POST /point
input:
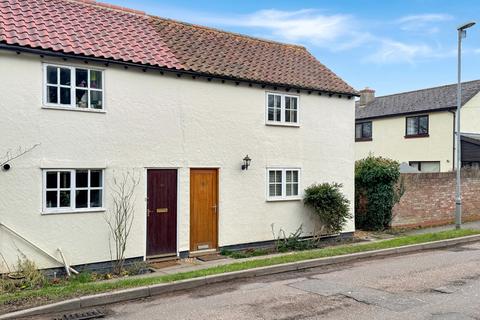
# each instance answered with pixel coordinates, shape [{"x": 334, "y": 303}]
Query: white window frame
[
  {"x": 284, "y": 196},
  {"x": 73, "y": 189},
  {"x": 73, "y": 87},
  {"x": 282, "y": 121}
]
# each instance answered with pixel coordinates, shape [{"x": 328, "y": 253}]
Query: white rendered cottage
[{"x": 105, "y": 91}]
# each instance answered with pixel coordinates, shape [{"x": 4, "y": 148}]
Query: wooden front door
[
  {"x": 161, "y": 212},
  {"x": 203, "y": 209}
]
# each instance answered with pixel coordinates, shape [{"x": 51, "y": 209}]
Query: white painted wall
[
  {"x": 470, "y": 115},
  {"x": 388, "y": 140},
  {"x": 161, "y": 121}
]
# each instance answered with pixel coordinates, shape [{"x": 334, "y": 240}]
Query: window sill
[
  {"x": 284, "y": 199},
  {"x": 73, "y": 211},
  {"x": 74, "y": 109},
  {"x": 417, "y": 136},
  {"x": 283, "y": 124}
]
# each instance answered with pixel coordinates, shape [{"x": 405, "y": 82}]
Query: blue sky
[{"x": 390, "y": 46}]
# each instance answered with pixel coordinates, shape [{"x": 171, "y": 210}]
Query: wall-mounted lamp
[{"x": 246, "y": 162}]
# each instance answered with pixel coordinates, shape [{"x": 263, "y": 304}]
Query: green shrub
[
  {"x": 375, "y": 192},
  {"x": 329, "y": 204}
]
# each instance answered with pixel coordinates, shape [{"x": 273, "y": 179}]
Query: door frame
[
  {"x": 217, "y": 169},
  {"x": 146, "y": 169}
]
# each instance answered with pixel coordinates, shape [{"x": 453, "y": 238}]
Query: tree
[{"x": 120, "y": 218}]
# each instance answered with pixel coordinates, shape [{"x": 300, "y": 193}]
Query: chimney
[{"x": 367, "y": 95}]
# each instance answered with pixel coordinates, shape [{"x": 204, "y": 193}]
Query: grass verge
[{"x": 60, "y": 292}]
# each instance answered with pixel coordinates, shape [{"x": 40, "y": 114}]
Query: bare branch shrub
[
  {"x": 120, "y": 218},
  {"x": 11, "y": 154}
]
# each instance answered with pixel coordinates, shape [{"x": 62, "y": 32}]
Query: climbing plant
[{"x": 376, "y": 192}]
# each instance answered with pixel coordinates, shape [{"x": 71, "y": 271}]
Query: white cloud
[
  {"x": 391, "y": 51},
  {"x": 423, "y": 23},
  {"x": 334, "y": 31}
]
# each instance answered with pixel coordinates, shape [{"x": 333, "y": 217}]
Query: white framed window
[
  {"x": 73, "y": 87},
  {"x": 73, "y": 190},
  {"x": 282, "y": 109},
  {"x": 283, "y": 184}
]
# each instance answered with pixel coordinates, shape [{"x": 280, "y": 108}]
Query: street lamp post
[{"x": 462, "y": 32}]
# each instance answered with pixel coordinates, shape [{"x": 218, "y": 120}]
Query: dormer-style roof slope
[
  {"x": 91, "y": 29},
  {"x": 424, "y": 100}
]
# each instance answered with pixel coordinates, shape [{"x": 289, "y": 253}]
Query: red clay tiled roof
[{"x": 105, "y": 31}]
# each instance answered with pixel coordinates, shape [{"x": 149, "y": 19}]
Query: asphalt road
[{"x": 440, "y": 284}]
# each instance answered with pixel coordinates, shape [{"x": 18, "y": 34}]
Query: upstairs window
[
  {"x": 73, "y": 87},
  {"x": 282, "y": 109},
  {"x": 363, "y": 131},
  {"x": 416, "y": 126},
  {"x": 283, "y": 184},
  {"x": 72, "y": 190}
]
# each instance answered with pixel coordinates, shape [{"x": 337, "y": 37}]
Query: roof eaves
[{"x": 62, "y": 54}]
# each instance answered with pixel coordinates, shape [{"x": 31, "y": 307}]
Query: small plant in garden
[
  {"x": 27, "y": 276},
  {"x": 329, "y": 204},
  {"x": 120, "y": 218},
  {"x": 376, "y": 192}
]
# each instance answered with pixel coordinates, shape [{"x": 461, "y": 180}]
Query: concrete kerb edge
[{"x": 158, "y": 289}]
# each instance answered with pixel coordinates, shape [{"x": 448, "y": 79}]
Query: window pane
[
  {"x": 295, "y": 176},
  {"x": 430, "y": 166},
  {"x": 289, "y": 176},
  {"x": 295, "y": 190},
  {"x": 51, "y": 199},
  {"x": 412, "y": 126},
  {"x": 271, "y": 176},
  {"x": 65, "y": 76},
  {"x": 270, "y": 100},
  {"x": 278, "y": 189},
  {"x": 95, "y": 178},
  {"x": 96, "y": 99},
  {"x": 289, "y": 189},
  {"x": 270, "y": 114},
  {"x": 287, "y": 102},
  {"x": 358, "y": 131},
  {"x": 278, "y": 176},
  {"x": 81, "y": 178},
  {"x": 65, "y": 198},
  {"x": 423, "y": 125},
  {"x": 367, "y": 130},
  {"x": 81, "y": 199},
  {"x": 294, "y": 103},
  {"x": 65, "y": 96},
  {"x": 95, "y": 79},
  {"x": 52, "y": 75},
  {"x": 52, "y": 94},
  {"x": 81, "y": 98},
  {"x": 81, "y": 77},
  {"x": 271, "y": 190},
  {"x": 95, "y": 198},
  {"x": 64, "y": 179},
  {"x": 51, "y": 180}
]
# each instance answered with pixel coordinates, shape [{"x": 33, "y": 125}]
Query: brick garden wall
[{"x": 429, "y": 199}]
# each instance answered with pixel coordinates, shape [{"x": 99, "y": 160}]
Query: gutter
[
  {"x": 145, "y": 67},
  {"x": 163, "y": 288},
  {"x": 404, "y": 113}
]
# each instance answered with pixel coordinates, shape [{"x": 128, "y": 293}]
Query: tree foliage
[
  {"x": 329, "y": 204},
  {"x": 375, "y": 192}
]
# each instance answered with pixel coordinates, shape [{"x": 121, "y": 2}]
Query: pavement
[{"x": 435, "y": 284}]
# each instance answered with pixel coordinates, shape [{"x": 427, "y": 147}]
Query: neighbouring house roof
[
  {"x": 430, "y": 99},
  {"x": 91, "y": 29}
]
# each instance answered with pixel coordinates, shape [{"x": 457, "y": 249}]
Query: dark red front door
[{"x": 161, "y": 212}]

☆ ☆ ☆ ☆ ☆

If a picture appears among the entries, omit it and reproduce everything else exactly.

# OUTPUT OF THE TASK:
POST /point
input:
# each instance answered with pixel coordinates, shape [{"x": 334, "y": 303}]
Query: white window frame
[
  {"x": 284, "y": 196},
  {"x": 73, "y": 189},
  {"x": 73, "y": 87},
  {"x": 282, "y": 121}
]
# each instance answered with pixel coordinates, shape [{"x": 328, "y": 253}]
Query: white rendered cottage
[{"x": 105, "y": 91}]
# each instance answered with pixel coordinates, shape [{"x": 4, "y": 148}]
Query: wooden front door
[
  {"x": 161, "y": 212},
  {"x": 203, "y": 209}
]
# each instance answered with pixel coordinates, shape [{"x": 51, "y": 209}]
Query: white painted wall
[
  {"x": 470, "y": 115},
  {"x": 388, "y": 140},
  {"x": 161, "y": 121}
]
# each instance answered with pixel coordinates, shape [{"x": 334, "y": 240}]
Query: window sill
[
  {"x": 284, "y": 199},
  {"x": 73, "y": 211},
  {"x": 74, "y": 109},
  {"x": 417, "y": 136},
  {"x": 283, "y": 124}
]
# each instance answered with pixel coordinates, shape [{"x": 405, "y": 82}]
Query: blue sky
[{"x": 390, "y": 46}]
# each instance answered with pixel coordinates, shape [{"x": 171, "y": 210}]
Query: wall-mounted lamp
[{"x": 246, "y": 162}]
# each instance answered with pixel coordinates, shape [{"x": 263, "y": 304}]
Query: green shrub
[
  {"x": 375, "y": 192},
  {"x": 329, "y": 204}
]
# each instance answered with pixel coordinates, shape [{"x": 273, "y": 179}]
Query: door frame
[
  {"x": 217, "y": 169},
  {"x": 146, "y": 169}
]
# each instance answered with pixel coordinates, shape [{"x": 453, "y": 238}]
Query: tree
[{"x": 120, "y": 218}]
# each instance answered with pixel coordinates, shape [{"x": 300, "y": 193}]
Query: chimney
[{"x": 367, "y": 95}]
# each instance answered with pixel coordinates, shape [{"x": 204, "y": 193}]
Query: grass verge
[{"x": 60, "y": 292}]
# each instance answered with pixel coordinates, shape [{"x": 40, "y": 114}]
Query: bare branch shrub
[
  {"x": 120, "y": 218},
  {"x": 11, "y": 154}
]
# each instance answered with pixel coordinates, shape [{"x": 62, "y": 32}]
Query: climbing plant
[{"x": 376, "y": 192}]
# each instance answered with pixel coordinates, shape [{"x": 71, "y": 271}]
Query: white cloud
[
  {"x": 391, "y": 51},
  {"x": 423, "y": 23},
  {"x": 334, "y": 31}
]
# each instance answered with pixel coordinates, shape [{"x": 333, "y": 217}]
Query: white framed window
[
  {"x": 73, "y": 87},
  {"x": 73, "y": 190},
  {"x": 282, "y": 109},
  {"x": 283, "y": 184}
]
# each instance answered with pixel coordinates, shape [{"x": 280, "y": 108}]
Query: street lamp post
[{"x": 462, "y": 32}]
# each instance answered with pixel coordinates, shape [{"x": 218, "y": 120}]
Query: dormer-style roof slope
[
  {"x": 91, "y": 29},
  {"x": 424, "y": 100}
]
# each instance answered with pixel coordinates, shape [{"x": 289, "y": 253}]
Query: red clay tiled roof
[{"x": 105, "y": 31}]
# each instance answered with pixel coordinates, shape [{"x": 149, "y": 19}]
Query: asphalt road
[{"x": 440, "y": 284}]
# each instance answered with pixel coordinates, shape [{"x": 18, "y": 34}]
Query: upstairs window
[
  {"x": 73, "y": 87},
  {"x": 282, "y": 109},
  {"x": 363, "y": 131},
  {"x": 416, "y": 126},
  {"x": 283, "y": 184},
  {"x": 72, "y": 190}
]
# each instance answered with pixel coordinates, shape [{"x": 337, "y": 37}]
Query: roof eaves
[{"x": 62, "y": 54}]
# each instance answered with pixel coordinates, shape [{"x": 31, "y": 307}]
Query: small plant in garden
[
  {"x": 27, "y": 276},
  {"x": 329, "y": 204},
  {"x": 120, "y": 218},
  {"x": 376, "y": 192}
]
# each instance answered with pixel coordinates, shape [{"x": 461, "y": 180}]
Query: concrete kerb edge
[{"x": 158, "y": 289}]
# each instance answered with pixel coordinates, shape [{"x": 448, "y": 79}]
Query: window pane
[
  {"x": 295, "y": 176},
  {"x": 430, "y": 166},
  {"x": 289, "y": 176},
  {"x": 295, "y": 190},
  {"x": 51, "y": 199},
  {"x": 412, "y": 126},
  {"x": 271, "y": 176},
  {"x": 65, "y": 76},
  {"x": 270, "y": 100},
  {"x": 278, "y": 189},
  {"x": 95, "y": 178},
  {"x": 96, "y": 99},
  {"x": 289, "y": 189},
  {"x": 270, "y": 114},
  {"x": 287, "y": 102},
  {"x": 358, "y": 131},
  {"x": 278, "y": 176},
  {"x": 81, "y": 178},
  {"x": 65, "y": 198},
  {"x": 423, "y": 125},
  {"x": 367, "y": 130},
  {"x": 81, "y": 199},
  {"x": 294, "y": 103},
  {"x": 65, "y": 96},
  {"x": 95, "y": 79},
  {"x": 52, "y": 75},
  {"x": 52, "y": 94},
  {"x": 81, "y": 98},
  {"x": 81, "y": 77},
  {"x": 271, "y": 190},
  {"x": 95, "y": 198},
  {"x": 64, "y": 179},
  {"x": 51, "y": 180}
]
# each instance answered with pixel coordinates, shape [{"x": 33, "y": 125}]
Query: brick garden wall
[{"x": 429, "y": 199}]
# each instance answered with pixel coordinates, shape [{"x": 99, "y": 160}]
Query: gutter
[
  {"x": 145, "y": 67},
  {"x": 163, "y": 288},
  {"x": 404, "y": 113}
]
# each instance answered with pixel coordinates, shape [{"x": 128, "y": 293}]
Query: tree foliage
[
  {"x": 329, "y": 204},
  {"x": 375, "y": 192}
]
# each instance answered with pixel coordinates, shape [{"x": 121, "y": 2}]
Query: pavement
[{"x": 435, "y": 284}]
# each instance answered with pixel coordinates, shape [{"x": 427, "y": 147}]
Query: neighbouring house roof
[
  {"x": 430, "y": 99},
  {"x": 91, "y": 29}
]
# each instance answered with pixel coordinates, shape [{"x": 457, "y": 249}]
Query: dark red front door
[{"x": 161, "y": 212}]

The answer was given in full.